### TEKS HALAMAN:
::::::::::

Fakta yang Perlu Anda Ketahui tentang Karakteristik Transaksi Investor Ritel

Dalam beberapa bulan penulis menggunakan sistem Quant.id (sistem free dan open source untuk analisa foreign flow dan bandarmologi), penulis temukan sebuah fenomena menarik yang berhubungan tentang bandarmologi/retailogi. Yaitu tentang ciri khas aktivitas investor ritel, khususnya broker YP (seperti kita tahu, investor ritel banyak yang menggunakan broker Mirae Sekuritas yang berkode YP), terhadap pergerakan harga.

Mari kita amati chart berikut.

lpkr-yp

Chart kepemilikan saham LPKR oleh YP periode Juni 2016 – Juni 2017

Garis merah menunjukkan grafik kepemilikan saham LPKR oleh broker YP, dalam milyar rupiah. Garis putus-putus hijau menunjukkan harga average kepemilikan YP. Axis Y menunjukkan kepemilikan dalam milyar Rp.

Dari chart tersebut secara intuitif kita bisa melihat, hubungan antara pergerakan harga dan kepemilikan YP adalah saling bertolak belakang. Ketika harga saham dalam trend naik, maka YP akan jualan, dan ketika harga saham dalam trend turun, maka YP akan akumulasi. Kalau Anda amati dengan lebih teliti, hubungan kebertolakbelakangannya malah nyaris sempurna, seolah-olah ada cermin di tengah chart itu.

::::::::::

Ringkaslah teks halaman tentang transaksi investor ritel dalam dua kalimat.

Entri penunjuk objek bernama
::::::::::

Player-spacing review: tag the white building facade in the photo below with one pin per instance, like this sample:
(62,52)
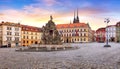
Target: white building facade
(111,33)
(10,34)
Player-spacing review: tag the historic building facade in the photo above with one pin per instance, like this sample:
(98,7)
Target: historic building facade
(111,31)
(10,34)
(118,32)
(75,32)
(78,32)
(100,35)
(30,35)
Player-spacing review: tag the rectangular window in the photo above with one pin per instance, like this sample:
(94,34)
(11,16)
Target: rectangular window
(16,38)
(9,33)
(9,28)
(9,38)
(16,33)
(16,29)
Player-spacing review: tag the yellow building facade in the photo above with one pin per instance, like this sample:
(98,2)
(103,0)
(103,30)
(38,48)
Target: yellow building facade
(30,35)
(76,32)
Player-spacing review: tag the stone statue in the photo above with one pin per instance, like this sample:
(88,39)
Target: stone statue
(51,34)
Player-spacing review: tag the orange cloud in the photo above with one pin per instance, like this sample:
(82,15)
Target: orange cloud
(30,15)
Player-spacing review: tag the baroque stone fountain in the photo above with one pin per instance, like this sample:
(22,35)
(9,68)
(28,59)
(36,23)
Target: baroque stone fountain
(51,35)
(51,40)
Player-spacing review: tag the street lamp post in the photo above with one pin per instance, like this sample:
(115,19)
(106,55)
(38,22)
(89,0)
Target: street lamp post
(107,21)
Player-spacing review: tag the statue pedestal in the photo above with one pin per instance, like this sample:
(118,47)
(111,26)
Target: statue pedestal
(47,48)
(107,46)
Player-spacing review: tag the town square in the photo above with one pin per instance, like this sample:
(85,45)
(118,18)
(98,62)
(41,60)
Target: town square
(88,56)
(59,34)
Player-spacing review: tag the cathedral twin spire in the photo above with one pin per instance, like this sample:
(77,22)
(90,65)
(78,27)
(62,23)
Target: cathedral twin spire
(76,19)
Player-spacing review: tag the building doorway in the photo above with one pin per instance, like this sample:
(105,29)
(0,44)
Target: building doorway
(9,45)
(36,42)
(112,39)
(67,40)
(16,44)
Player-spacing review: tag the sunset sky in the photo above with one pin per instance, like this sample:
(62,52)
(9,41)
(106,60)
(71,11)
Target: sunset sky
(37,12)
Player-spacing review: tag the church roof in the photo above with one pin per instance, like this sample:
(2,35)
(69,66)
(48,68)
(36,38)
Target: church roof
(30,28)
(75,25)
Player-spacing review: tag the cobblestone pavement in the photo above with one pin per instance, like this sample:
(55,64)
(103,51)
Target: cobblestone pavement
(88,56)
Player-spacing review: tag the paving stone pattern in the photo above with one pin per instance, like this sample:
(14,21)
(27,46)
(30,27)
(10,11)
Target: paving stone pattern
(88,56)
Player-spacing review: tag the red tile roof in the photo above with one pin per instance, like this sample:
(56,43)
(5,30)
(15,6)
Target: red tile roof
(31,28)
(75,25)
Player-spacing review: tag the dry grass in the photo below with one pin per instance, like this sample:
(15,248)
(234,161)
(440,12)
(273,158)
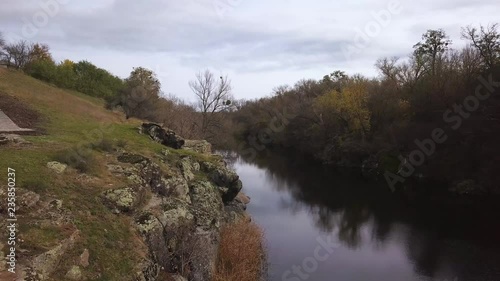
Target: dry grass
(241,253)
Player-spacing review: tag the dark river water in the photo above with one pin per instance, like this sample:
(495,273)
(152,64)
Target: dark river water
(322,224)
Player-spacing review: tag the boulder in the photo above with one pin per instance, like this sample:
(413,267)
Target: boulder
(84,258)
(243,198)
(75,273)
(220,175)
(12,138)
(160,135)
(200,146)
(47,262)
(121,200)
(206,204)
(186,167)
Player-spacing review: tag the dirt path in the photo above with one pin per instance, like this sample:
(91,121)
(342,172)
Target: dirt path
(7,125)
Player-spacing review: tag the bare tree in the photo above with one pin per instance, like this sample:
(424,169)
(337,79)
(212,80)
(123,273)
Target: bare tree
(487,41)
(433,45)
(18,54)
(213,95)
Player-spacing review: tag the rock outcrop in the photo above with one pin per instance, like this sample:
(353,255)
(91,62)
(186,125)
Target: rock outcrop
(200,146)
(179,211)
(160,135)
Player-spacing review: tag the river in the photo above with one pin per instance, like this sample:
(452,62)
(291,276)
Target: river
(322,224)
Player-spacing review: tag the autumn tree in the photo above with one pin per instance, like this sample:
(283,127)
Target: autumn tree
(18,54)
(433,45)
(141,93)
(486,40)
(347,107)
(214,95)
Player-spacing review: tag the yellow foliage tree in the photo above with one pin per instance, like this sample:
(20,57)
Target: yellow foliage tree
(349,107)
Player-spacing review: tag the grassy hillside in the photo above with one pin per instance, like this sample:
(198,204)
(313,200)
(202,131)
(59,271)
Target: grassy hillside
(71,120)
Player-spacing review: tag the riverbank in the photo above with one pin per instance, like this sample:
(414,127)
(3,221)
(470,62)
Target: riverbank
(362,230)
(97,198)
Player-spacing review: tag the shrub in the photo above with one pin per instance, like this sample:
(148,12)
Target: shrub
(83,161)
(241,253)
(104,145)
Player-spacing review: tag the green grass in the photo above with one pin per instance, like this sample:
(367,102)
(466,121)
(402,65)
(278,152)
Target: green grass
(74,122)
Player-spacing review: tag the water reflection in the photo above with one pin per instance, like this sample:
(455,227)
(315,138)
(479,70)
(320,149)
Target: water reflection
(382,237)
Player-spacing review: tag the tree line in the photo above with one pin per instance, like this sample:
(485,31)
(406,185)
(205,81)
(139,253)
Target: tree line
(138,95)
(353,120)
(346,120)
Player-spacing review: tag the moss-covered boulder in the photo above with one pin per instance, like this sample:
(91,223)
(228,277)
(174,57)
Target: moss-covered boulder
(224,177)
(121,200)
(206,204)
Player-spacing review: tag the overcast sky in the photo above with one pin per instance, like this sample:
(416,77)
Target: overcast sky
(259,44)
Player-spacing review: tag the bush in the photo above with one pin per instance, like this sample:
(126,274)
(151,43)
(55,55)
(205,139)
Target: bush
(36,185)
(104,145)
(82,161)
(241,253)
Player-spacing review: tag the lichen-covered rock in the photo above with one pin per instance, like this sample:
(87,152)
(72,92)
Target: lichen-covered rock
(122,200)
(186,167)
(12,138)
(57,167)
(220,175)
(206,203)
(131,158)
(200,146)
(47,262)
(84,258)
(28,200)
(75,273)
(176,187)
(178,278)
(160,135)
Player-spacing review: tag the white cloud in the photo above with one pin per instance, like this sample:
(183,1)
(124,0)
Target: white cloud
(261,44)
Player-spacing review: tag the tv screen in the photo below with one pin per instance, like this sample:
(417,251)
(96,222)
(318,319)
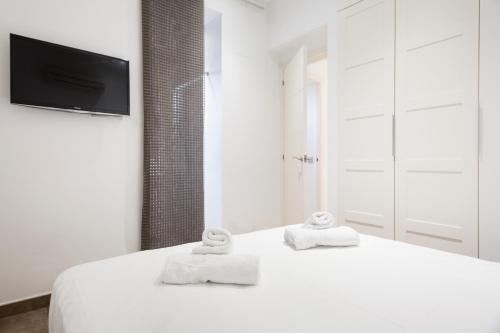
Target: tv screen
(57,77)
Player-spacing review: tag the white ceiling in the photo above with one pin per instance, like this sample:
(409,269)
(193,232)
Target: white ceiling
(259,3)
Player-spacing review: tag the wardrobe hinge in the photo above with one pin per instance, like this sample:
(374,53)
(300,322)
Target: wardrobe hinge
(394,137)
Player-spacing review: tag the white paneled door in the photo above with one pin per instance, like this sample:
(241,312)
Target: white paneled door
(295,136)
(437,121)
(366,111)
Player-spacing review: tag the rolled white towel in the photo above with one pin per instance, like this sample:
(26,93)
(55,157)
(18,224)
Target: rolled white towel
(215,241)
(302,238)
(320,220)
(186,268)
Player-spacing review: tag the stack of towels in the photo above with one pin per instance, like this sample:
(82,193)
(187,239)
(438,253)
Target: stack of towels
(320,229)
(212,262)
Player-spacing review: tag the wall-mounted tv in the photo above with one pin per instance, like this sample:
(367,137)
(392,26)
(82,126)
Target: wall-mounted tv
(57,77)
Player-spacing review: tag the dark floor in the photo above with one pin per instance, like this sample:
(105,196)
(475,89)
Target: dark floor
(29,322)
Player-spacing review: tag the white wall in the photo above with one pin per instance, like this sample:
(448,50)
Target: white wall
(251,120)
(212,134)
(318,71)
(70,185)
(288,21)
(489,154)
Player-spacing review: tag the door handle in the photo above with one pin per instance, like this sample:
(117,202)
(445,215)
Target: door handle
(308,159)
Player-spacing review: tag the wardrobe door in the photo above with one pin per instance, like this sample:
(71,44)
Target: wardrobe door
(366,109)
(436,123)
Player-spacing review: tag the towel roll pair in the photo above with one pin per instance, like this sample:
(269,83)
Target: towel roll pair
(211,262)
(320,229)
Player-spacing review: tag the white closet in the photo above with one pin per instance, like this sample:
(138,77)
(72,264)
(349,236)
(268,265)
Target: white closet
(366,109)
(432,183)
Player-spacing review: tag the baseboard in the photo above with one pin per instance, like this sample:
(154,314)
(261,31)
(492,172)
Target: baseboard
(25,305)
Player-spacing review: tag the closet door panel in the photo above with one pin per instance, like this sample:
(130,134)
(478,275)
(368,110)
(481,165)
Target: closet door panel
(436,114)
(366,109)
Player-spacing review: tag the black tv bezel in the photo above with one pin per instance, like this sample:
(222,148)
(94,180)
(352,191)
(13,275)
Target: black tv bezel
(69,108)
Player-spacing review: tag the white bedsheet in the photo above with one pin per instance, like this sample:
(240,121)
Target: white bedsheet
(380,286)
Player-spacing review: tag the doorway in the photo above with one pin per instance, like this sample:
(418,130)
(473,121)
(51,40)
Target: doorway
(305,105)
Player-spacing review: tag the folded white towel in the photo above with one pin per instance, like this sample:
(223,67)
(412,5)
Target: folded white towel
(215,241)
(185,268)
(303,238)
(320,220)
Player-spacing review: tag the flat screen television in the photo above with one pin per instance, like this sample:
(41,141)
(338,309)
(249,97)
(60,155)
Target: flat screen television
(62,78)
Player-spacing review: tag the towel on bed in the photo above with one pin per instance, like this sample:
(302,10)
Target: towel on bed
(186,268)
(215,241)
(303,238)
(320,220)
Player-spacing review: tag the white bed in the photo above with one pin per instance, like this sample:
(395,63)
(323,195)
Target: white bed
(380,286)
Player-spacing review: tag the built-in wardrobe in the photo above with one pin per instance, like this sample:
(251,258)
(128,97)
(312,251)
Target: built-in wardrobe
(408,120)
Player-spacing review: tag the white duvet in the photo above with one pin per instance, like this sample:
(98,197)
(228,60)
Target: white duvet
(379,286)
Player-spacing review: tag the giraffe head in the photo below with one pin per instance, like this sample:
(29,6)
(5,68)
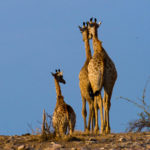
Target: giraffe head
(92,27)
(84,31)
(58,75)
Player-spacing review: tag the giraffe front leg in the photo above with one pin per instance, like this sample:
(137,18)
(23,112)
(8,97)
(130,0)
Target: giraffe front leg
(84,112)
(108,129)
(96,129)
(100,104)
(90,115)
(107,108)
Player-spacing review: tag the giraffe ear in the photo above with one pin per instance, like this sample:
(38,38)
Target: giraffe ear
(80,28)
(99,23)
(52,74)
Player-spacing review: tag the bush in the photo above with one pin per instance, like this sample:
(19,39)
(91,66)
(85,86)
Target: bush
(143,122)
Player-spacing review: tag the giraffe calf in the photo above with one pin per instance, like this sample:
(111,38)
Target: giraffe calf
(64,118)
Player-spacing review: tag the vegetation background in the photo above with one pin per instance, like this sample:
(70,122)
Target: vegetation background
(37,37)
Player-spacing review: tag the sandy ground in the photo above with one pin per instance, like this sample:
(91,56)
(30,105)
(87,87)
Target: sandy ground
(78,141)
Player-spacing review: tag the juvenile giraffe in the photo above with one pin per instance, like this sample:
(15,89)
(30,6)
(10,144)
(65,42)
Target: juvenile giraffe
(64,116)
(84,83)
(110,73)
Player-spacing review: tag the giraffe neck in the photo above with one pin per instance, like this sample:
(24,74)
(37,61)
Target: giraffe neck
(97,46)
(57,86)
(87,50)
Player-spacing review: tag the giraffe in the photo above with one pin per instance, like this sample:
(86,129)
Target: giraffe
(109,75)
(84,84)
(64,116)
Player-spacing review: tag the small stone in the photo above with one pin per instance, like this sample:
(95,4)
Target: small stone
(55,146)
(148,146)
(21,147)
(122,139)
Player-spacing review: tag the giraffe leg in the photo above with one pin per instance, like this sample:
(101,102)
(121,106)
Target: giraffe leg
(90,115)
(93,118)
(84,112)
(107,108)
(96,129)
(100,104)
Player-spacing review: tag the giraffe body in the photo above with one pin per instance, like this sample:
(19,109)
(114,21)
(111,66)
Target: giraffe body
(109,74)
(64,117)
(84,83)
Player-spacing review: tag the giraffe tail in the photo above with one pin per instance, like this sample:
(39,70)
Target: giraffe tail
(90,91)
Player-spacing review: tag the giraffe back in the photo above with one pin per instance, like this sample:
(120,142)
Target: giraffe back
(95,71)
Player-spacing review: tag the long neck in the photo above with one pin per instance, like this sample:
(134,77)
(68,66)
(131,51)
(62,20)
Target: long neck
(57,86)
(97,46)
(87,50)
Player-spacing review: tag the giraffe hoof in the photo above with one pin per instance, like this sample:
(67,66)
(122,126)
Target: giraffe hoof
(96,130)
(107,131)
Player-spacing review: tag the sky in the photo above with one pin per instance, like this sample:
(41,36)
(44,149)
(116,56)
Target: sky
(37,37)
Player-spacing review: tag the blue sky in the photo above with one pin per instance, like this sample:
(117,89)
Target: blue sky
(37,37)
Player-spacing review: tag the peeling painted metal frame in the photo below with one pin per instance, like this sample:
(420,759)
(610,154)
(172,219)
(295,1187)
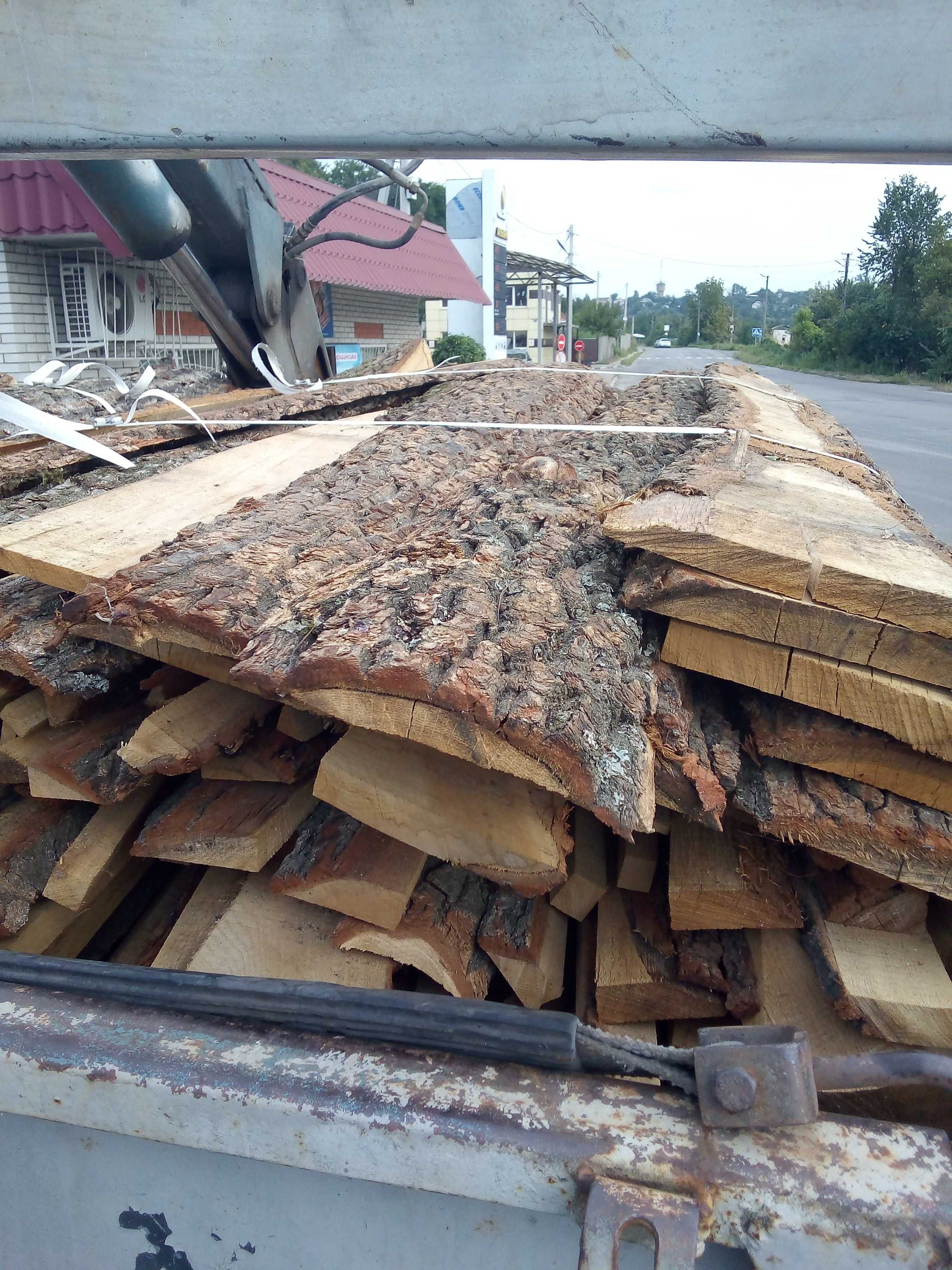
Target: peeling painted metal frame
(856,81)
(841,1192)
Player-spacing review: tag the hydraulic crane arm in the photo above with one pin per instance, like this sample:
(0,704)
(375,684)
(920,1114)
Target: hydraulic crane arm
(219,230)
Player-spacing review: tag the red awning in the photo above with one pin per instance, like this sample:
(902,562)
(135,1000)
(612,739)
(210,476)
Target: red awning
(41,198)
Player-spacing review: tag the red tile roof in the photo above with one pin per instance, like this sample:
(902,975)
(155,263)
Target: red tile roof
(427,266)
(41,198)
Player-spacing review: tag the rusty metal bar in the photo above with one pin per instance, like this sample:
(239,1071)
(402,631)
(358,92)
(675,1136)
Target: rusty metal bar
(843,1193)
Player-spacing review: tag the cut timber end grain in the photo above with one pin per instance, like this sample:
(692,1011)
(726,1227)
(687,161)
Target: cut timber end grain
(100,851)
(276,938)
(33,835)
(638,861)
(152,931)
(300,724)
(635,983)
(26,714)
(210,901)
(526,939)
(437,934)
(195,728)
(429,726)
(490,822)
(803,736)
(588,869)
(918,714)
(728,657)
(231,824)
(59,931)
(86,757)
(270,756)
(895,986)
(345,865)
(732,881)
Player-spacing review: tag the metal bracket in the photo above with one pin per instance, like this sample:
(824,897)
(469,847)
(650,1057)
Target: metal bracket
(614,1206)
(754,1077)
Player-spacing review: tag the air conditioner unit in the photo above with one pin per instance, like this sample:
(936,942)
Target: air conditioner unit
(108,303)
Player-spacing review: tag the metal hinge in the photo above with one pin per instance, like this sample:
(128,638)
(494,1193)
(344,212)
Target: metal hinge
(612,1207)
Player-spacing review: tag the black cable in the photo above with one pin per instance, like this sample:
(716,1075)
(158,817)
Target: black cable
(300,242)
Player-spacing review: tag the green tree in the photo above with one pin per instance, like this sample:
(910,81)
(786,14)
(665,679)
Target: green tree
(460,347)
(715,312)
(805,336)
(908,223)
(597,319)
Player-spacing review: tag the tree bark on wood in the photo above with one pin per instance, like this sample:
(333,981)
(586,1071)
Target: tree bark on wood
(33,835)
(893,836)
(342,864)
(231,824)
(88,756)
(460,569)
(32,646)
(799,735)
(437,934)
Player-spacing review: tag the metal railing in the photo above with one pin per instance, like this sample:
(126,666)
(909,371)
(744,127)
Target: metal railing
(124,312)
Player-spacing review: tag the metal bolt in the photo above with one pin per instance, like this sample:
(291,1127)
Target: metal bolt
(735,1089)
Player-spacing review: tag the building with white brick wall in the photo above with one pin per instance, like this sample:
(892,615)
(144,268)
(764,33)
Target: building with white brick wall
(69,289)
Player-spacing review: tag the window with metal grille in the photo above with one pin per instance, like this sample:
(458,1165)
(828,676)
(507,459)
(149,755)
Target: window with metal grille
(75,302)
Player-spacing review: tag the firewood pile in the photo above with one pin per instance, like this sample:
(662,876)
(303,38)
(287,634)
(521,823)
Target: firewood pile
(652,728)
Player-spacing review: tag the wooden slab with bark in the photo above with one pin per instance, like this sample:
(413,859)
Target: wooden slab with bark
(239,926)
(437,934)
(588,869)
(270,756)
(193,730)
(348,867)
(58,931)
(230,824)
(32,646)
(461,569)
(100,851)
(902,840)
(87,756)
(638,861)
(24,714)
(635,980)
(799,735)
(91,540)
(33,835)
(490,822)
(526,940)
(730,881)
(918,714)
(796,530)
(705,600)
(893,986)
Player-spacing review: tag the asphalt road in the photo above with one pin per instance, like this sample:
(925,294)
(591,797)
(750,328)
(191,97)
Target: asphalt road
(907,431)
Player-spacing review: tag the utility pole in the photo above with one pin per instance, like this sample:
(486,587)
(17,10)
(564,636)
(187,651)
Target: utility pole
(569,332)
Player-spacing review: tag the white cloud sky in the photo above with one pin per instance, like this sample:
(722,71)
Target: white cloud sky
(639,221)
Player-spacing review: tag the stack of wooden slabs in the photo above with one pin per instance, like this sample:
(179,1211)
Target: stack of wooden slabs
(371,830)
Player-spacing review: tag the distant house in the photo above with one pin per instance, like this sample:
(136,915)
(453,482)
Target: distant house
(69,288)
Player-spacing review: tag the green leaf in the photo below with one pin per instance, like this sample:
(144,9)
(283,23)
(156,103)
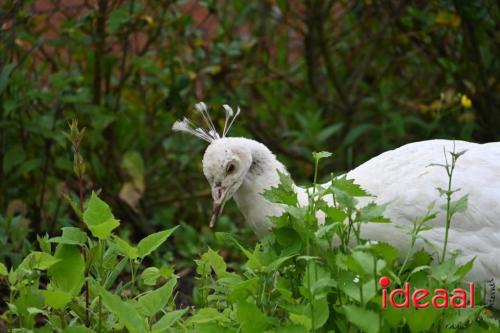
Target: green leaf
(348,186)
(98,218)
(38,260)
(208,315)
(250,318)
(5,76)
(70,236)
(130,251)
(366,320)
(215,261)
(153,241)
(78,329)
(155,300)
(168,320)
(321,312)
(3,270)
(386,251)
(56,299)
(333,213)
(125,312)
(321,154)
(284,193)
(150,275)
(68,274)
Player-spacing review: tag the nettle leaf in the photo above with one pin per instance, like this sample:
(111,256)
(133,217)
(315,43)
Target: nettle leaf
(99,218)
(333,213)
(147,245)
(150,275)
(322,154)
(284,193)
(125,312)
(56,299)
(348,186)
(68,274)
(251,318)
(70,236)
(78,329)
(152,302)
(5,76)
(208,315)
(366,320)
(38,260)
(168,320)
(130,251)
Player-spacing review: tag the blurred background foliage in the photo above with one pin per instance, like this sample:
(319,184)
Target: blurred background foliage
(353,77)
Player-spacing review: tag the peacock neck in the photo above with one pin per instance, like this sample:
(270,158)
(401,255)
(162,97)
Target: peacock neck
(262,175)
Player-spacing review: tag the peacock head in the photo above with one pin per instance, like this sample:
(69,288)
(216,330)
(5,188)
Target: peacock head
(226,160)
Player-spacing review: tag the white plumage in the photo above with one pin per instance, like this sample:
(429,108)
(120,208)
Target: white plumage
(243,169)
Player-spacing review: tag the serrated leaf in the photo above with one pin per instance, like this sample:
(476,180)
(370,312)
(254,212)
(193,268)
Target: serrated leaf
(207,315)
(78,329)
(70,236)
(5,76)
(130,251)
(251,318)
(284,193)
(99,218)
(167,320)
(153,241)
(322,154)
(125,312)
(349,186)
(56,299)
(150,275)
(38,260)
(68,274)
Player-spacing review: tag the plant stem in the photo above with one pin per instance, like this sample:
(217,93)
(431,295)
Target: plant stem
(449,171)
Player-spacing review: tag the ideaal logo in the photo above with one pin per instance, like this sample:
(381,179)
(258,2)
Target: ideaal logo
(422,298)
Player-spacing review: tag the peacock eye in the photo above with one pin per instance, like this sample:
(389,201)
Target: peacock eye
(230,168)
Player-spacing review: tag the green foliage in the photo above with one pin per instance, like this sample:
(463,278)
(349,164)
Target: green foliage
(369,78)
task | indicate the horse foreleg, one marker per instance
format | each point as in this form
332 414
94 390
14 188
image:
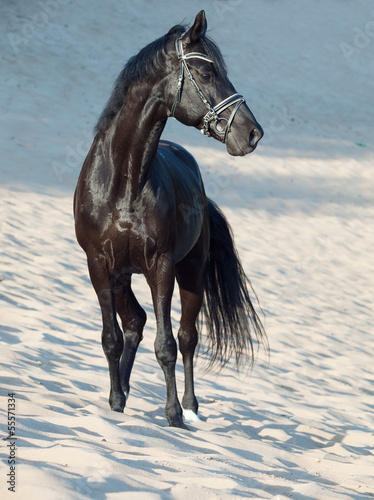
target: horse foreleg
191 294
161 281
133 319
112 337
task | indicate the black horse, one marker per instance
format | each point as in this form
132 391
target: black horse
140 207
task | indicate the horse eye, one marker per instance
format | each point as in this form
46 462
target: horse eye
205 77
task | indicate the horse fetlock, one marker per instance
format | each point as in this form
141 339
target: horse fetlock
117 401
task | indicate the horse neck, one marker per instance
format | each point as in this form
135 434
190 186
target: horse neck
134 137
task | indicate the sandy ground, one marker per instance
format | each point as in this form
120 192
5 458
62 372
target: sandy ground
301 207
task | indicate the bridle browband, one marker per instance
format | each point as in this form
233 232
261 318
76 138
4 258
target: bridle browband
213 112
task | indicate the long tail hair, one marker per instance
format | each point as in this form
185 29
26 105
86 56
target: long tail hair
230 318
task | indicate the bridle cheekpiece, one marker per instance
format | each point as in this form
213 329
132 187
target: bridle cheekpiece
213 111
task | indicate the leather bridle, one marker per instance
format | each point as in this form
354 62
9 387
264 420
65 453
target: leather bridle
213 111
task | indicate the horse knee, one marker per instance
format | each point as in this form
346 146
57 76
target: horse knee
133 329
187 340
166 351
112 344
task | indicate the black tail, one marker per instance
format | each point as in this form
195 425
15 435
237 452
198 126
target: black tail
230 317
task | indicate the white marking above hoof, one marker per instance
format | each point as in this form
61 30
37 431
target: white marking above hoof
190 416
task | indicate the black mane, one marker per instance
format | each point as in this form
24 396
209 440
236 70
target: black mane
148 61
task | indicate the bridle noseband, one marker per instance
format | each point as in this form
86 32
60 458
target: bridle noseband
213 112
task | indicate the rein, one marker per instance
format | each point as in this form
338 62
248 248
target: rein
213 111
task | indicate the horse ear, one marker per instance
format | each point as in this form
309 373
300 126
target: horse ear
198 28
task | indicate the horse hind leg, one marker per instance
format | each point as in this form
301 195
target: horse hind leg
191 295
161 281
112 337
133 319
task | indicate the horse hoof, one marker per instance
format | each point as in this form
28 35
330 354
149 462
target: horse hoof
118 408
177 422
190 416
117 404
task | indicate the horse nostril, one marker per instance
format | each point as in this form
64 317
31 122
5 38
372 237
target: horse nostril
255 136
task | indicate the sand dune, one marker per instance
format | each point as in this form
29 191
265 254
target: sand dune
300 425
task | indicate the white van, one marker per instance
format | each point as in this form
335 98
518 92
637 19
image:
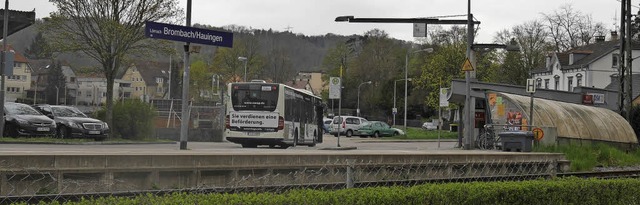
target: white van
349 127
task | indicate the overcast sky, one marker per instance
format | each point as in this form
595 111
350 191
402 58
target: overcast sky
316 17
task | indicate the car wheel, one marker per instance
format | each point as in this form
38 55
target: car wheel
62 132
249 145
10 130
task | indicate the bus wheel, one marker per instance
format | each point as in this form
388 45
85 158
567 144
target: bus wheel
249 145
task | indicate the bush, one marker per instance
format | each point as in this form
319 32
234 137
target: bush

::::::::::

### JAWABAN:
Dengan menggunakan sistem Quant.id, penulis menemukan fenomena menarik tentang ciri khas aktivitas investor ritel, khususnya broker YP (Mirae Sekuritas), terhadap pergerakan harga. Chart kepemilikan saham LPKR oleh YP periode Juni 2016 – Juni 2017 menunjukkan hubungan yang nyaris sempurna bertolak belakang: YP menjual ketika harga dalam trend naik dan melakukan akumulasi ketika harga dalam trend turun.